> MATERIAL SHOWN
• • • • •

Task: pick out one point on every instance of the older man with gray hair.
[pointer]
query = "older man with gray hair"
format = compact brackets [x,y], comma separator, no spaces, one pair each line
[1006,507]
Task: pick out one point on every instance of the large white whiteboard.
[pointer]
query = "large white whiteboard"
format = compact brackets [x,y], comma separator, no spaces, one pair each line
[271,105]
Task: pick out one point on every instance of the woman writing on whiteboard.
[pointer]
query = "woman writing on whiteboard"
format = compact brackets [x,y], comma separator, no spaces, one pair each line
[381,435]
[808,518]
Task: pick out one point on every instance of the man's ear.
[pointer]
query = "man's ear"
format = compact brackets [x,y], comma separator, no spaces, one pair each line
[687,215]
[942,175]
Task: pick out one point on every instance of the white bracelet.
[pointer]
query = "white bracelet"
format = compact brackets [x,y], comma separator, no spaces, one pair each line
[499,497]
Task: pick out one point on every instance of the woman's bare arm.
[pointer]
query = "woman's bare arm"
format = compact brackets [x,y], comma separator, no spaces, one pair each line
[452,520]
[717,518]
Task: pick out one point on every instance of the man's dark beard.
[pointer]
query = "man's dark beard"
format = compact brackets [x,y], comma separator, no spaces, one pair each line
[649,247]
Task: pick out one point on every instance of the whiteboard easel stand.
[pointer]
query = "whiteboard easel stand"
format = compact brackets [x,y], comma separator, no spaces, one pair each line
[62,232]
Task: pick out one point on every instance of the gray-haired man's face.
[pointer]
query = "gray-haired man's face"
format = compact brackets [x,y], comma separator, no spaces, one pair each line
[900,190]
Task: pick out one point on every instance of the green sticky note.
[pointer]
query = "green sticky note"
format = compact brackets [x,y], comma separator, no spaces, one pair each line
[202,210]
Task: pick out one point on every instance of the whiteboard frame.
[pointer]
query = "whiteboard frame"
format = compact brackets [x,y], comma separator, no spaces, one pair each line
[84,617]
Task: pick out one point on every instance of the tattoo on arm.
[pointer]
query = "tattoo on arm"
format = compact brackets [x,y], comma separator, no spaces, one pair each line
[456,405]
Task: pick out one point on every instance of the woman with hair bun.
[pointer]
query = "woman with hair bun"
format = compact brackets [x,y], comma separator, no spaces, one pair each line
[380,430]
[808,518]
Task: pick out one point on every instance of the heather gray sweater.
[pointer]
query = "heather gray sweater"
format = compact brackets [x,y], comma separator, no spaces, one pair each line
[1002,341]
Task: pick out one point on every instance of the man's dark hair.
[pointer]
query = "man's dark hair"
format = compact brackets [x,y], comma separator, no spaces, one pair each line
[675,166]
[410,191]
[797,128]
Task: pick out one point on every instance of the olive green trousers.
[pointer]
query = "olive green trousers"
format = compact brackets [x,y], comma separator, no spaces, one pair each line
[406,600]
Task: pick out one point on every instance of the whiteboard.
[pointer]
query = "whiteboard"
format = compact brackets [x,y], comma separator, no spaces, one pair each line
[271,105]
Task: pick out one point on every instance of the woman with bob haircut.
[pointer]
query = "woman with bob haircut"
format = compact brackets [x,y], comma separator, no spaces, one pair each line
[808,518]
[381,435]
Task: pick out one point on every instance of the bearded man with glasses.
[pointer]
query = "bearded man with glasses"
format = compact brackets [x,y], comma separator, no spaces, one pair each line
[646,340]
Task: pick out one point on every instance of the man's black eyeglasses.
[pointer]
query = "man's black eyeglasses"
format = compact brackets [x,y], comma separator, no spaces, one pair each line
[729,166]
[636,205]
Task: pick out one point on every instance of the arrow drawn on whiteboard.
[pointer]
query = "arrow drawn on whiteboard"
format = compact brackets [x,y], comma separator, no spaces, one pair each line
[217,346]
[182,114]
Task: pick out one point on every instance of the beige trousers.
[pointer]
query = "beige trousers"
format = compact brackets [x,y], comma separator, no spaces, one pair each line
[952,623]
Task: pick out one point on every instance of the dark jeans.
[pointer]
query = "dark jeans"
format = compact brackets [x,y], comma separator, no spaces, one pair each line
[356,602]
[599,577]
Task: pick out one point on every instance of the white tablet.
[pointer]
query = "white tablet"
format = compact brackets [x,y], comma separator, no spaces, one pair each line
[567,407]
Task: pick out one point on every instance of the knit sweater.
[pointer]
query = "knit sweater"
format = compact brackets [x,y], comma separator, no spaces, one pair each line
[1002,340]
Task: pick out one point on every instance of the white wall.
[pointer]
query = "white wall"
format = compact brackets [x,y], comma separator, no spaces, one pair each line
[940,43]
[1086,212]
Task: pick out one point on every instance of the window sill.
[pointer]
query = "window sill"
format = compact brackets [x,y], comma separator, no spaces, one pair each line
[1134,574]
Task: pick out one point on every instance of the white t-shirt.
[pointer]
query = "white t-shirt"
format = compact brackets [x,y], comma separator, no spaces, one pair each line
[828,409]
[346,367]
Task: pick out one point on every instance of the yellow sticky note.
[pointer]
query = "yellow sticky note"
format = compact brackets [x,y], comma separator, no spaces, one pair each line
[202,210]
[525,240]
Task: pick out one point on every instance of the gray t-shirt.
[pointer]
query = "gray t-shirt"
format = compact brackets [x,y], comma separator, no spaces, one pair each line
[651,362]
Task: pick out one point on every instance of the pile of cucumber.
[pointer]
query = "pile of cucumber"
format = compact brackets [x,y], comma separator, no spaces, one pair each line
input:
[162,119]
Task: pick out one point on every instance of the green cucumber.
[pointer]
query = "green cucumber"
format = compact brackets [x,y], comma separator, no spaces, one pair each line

• • • • •

Give everything in the listing from the line containing "the gray t-shirt." down to the end of the listing as a Markdown table with the columns Row and Line. Number each line in Row and leave out any blank lines.

> TASK RESULT
| Row | Line |
|---|---|
| 1 | Task: pick out one point on every instance of the gray t-shirt. |
| 2 | [pointer] |
| 3 | query = "gray t-shirt" |
| 4 | format = compact brackets [x,y], comma separator, no spaces, one pair each line |
| 5 | [651,362] |
| 6 | Task: pick out one point on every instance of the pile of cucumber. |
| 7 | [pointer] |
| 8 | query = "pile of cucumber" |
| 9 | format = compact brackets [x,y], comma separator, no spaces, one pair each line |
| 10 | input: |
| 11 | [162,119] |
| 12 | Task: pick out one point on every instance of the green cucumber. |
| 13 | [pointer] |
| 14 | query = "green cucumber" |
| 15 | format = compact brackets [x,y], comma separator, no spaces, one pair each line |